#### To do:
A complete copy of the entries, exactly as written, is the expected result.

(Segmentation mask data)

******************************

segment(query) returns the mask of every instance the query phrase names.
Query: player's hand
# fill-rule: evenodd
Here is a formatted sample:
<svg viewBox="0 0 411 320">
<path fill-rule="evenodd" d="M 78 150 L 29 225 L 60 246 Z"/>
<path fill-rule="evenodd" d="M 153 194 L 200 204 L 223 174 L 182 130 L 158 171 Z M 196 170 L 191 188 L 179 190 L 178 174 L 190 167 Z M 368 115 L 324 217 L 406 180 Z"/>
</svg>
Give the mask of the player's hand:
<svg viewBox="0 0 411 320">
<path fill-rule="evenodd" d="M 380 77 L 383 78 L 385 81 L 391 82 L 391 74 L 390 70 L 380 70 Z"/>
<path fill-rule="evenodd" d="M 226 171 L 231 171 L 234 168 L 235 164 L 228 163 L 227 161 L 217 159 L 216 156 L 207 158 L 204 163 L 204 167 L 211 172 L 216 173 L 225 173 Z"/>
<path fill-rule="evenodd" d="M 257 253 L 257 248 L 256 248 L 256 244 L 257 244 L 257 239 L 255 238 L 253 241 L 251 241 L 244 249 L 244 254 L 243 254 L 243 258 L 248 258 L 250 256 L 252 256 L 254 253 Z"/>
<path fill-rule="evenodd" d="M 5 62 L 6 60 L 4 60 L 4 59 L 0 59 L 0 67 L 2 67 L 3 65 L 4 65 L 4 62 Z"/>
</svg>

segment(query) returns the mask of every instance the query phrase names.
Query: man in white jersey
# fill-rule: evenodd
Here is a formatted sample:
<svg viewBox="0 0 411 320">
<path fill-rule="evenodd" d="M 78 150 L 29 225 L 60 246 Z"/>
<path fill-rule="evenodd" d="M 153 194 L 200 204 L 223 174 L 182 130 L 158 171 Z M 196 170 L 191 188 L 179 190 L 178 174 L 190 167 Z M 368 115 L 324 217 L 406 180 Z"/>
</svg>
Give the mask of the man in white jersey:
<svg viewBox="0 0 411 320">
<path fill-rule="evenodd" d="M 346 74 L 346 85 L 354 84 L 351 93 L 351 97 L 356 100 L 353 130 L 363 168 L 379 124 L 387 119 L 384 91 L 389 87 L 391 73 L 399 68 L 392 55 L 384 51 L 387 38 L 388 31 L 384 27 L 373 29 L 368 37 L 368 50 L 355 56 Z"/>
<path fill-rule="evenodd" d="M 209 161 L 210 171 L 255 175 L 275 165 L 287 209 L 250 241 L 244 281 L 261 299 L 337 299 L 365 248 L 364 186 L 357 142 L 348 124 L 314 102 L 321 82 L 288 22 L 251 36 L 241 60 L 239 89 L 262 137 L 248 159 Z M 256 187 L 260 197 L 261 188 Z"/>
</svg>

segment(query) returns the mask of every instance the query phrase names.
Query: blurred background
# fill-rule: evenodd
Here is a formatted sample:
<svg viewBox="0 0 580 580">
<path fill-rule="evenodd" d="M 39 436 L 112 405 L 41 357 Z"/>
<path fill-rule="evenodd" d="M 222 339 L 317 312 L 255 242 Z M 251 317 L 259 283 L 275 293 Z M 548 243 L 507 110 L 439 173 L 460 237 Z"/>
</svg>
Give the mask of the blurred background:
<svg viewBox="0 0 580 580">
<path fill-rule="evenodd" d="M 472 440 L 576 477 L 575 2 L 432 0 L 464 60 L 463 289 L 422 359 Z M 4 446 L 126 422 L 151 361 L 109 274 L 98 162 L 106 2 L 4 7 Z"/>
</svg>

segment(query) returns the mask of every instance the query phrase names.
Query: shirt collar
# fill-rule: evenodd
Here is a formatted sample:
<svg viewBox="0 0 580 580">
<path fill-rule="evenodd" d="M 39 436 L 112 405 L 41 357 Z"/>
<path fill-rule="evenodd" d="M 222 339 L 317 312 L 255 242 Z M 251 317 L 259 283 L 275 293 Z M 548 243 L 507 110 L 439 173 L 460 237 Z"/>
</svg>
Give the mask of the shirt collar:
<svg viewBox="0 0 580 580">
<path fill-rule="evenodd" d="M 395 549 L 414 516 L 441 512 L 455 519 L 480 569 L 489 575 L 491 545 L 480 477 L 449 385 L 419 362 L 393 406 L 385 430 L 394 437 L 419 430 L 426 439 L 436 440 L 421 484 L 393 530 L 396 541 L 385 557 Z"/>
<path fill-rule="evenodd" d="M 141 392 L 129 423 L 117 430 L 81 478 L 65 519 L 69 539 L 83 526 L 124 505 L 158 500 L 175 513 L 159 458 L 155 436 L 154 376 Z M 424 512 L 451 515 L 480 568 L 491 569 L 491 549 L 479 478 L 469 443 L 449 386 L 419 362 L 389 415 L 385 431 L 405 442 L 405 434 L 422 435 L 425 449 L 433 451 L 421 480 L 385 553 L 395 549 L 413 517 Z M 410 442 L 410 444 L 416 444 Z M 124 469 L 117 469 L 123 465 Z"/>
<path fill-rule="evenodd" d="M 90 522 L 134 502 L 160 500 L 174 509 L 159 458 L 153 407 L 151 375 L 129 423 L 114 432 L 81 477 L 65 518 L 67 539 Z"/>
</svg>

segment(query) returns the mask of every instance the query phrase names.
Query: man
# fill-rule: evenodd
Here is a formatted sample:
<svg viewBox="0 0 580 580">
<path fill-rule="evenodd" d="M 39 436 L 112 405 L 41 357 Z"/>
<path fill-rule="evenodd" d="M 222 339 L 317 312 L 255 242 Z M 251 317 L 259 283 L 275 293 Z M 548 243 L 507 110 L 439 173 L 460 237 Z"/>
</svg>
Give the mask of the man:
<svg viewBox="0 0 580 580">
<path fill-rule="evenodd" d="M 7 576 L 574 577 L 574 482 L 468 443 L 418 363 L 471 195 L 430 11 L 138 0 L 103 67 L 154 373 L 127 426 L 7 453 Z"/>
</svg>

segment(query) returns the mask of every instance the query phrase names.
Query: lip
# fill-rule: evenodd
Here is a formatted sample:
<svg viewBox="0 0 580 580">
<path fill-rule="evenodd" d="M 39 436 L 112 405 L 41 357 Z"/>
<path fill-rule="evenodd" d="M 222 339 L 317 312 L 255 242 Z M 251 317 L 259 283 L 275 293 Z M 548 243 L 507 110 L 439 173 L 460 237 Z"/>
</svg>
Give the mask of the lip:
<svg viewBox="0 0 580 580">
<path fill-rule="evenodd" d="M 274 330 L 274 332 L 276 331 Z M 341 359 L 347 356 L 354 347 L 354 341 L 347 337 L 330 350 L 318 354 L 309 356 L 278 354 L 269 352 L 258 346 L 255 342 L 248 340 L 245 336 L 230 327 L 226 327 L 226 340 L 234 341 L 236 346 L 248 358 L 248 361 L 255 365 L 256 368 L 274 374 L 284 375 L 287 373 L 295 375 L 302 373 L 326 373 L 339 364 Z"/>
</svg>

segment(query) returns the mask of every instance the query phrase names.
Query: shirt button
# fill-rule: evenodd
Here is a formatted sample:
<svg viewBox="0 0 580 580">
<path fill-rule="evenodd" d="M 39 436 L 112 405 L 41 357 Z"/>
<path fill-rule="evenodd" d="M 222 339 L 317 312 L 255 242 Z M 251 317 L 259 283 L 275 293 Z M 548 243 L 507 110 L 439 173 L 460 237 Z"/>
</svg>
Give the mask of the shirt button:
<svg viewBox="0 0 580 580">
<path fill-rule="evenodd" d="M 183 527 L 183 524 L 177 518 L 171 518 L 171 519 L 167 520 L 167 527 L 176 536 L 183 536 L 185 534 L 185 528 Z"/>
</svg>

******************************

#### Answer:
segment(query) returns the mask of every instance the query phrase names.
Query: player's hand
# fill-rule: evenodd
Here is a formatted sample:
<svg viewBox="0 0 411 320">
<path fill-rule="evenodd" d="M 78 150 L 29 225 L 60 246 Z"/>
<path fill-rule="evenodd" d="M 153 194 L 200 204 L 223 174 L 182 130 L 158 171 Z M 196 170 L 191 188 L 179 190 L 178 174 L 190 167 Z M 368 115 L 324 217 L 406 180 Z"/>
</svg>
Give the mask of the player's hand:
<svg viewBox="0 0 411 320">
<path fill-rule="evenodd" d="M 380 77 L 383 78 L 385 81 L 391 82 L 391 74 L 390 70 L 380 70 Z"/>
<path fill-rule="evenodd" d="M 226 171 L 231 171 L 234 168 L 235 164 L 228 163 L 227 161 L 217 159 L 216 156 L 207 158 L 204 163 L 204 167 L 211 172 L 216 173 L 225 173 Z"/>
<path fill-rule="evenodd" d="M 257 253 L 257 248 L 256 248 L 256 244 L 257 244 L 257 239 L 255 238 L 253 241 L 251 241 L 244 249 L 244 254 L 243 254 L 243 258 L 248 258 L 250 256 L 252 256 L 254 253 Z"/>
<path fill-rule="evenodd" d="M 5 62 L 6 60 L 4 60 L 4 59 L 0 59 L 0 67 L 2 67 L 3 65 L 4 65 L 4 62 Z"/>
</svg>

segment(query) returns the mask of every instance the query phrase names.
Query: man in white jersey
# fill-rule: evenodd
Here is a formatted sample:
<svg viewBox="0 0 411 320">
<path fill-rule="evenodd" d="M 78 150 L 29 225 L 60 246 Z"/>
<path fill-rule="evenodd" d="M 153 194 L 200 204 L 223 174 L 182 130 L 158 171 Z M 196 170 L 191 188 L 179 190 L 178 174 L 190 167 Z M 368 115 L 324 217 L 406 180 Z"/>
</svg>
Give the mask of the man in white jersey:
<svg viewBox="0 0 411 320">
<path fill-rule="evenodd" d="M 346 74 L 346 85 L 354 84 L 351 93 L 351 97 L 356 100 L 353 130 L 363 168 L 379 124 L 387 119 L 384 91 L 389 87 L 391 73 L 399 68 L 392 55 L 384 51 L 387 38 L 388 31 L 384 27 L 373 29 L 368 37 L 368 50 L 355 56 Z"/>
<path fill-rule="evenodd" d="M 209 161 L 210 171 L 255 175 L 275 165 L 287 209 L 250 241 L 244 281 L 261 299 L 337 299 L 365 248 L 364 186 L 357 142 L 348 124 L 314 102 L 321 82 L 288 22 L 251 36 L 241 60 L 239 89 L 262 137 L 248 159 Z M 256 187 L 260 197 L 261 188 Z"/>
</svg>

segment(query) returns the mask of every instance the query phrase names.
Query: blurred background
# fill-rule: evenodd
Here is a formatted sample:
<svg viewBox="0 0 580 580">
<path fill-rule="evenodd" d="M 39 436 L 112 405 L 41 357 Z"/>
<path fill-rule="evenodd" d="M 222 339 L 317 312 L 255 242 Z M 251 317 L 259 283 L 275 293 Z M 548 243 L 507 110 L 439 173 L 460 237 Z"/>
</svg>
Give the mask of the blurred background:
<svg viewBox="0 0 580 580">
<path fill-rule="evenodd" d="M 472 440 L 576 477 L 575 2 L 432 0 L 464 60 L 463 289 L 422 359 Z M 4 446 L 126 422 L 151 361 L 109 274 L 98 162 L 106 2 L 4 7 Z"/>
</svg>

segment(query) returns the mask of every instance the query phrase names.
Query: shirt collar
# fill-rule: evenodd
Here is a formatted sample:
<svg viewBox="0 0 580 580">
<path fill-rule="evenodd" d="M 39 436 L 112 405 L 41 357 Z"/>
<path fill-rule="evenodd" d="M 222 339 L 317 312 L 255 242 Z M 251 317 L 259 283 L 275 293 Z M 548 243 L 507 110 L 439 173 L 460 237 Z"/>
</svg>
Give the mask of the shirt collar:
<svg viewBox="0 0 580 580">
<path fill-rule="evenodd" d="M 395 549 L 414 516 L 441 512 L 455 519 L 480 569 L 489 575 L 491 545 L 480 477 L 449 385 L 419 362 L 393 406 L 385 430 L 394 437 L 419 430 L 426 439 L 436 440 L 421 484 L 393 530 L 396 541 L 385 557 Z"/>
<path fill-rule="evenodd" d="M 141 392 L 129 423 L 117 430 L 81 478 L 65 519 L 69 539 L 83 526 L 124 505 L 158 500 L 175 513 L 159 458 L 155 436 L 154 376 Z M 424 512 L 451 515 L 480 568 L 491 569 L 491 549 L 479 478 L 469 443 L 449 386 L 419 362 L 389 415 L 385 431 L 405 442 L 405 434 L 422 435 L 425 449 L 433 451 L 421 480 L 385 553 L 395 549 L 413 517 Z M 410 442 L 410 444 L 416 444 Z M 124 469 L 117 469 L 123 465 Z"/>
<path fill-rule="evenodd" d="M 90 522 L 134 502 L 160 500 L 174 509 L 159 458 L 153 407 L 151 375 L 129 423 L 114 432 L 81 477 L 65 518 L 67 539 Z"/>
</svg>

segment(query) returns the mask of every instance the query phrase names.
Query: man
# fill-rule: evenodd
Here is a formatted sample:
<svg viewBox="0 0 580 580">
<path fill-rule="evenodd" d="M 39 436 L 112 405 L 41 357 Z"/>
<path fill-rule="evenodd" d="M 222 339 L 317 312 L 255 242 Z M 251 317 L 259 283 L 275 293 Z M 548 243 L 507 110 L 439 173 L 460 237 Z"/>
</svg>
Give the mask of the man:
<svg viewBox="0 0 580 580">
<path fill-rule="evenodd" d="M 7 576 L 574 577 L 574 482 L 468 443 L 418 363 L 471 195 L 430 11 L 138 0 L 103 67 L 154 373 L 127 426 L 7 453 Z"/>
</svg>

segment(query) returns the mask of every instance the query phrase names.
Query: lip
# fill-rule: evenodd
Here is a formatted sample:
<svg viewBox="0 0 580 580">
<path fill-rule="evenodd" d="M 39 436 L 112 405 L 41 357 Z"/>
<path fill-rule="evenodd" d="M 222 339 L 317 312 L 255 242 Z M 251 317 L 259 283 L 275 293 Z M 548 243 L 507 110 L 439 173 L 460 237 Z"/>
</svg>
Give the mask of the lip:
<svg viewBox="0 0 580 580">
<path fill-rule="evenodd" d="M 274 330 L 274 332 L 276 331 Z M 341 359 L 347 356 L 354 347 L 354 341 L 347 337 L 330 350 L 318 354 L 309 356 L 278 354 L 269 352 L 258 346 L 255 342 L 248 340 L 245 336 L 230 327 L 226 327 L 226 340 L 234 341 L 236 346 L 248 358 L 248 361 L 255 365 L 256 368 L 274 374 L 284 375 L 287 373 L 295 375 L 302 373 L 326 373 L 339 364 Z"/>
</svg>

segment(query) returns the mask of every instance the query phrase names.
Query: shirt button
# fill-rule: evenodd
Here is a formatted sample:
<svg viewBox="0 0 580 580">
<path fill-rule="evenodd" d="M 39 436 L 112 405 L 41 357 Z"/>
<path fill-rule="evenodd" d="M 222 339 L 317 312 L 255 242 Z M 251 317 L 259 283 L 275 293 Z M 548 243 L 507 110 L 439 173 L 460 237 Z"/>
</svg>
Give the mask of the shirt button:
<svg viewBox="0 0 580 580">
<path fill-rule="evenodd" d="M 183 527 L 183 524 L 177 518 L 171 518 L 171 519 L 167 520 L 167 527 L 176 536 L 183 536 L 185 534 L 185 528 Z"/>
</svg>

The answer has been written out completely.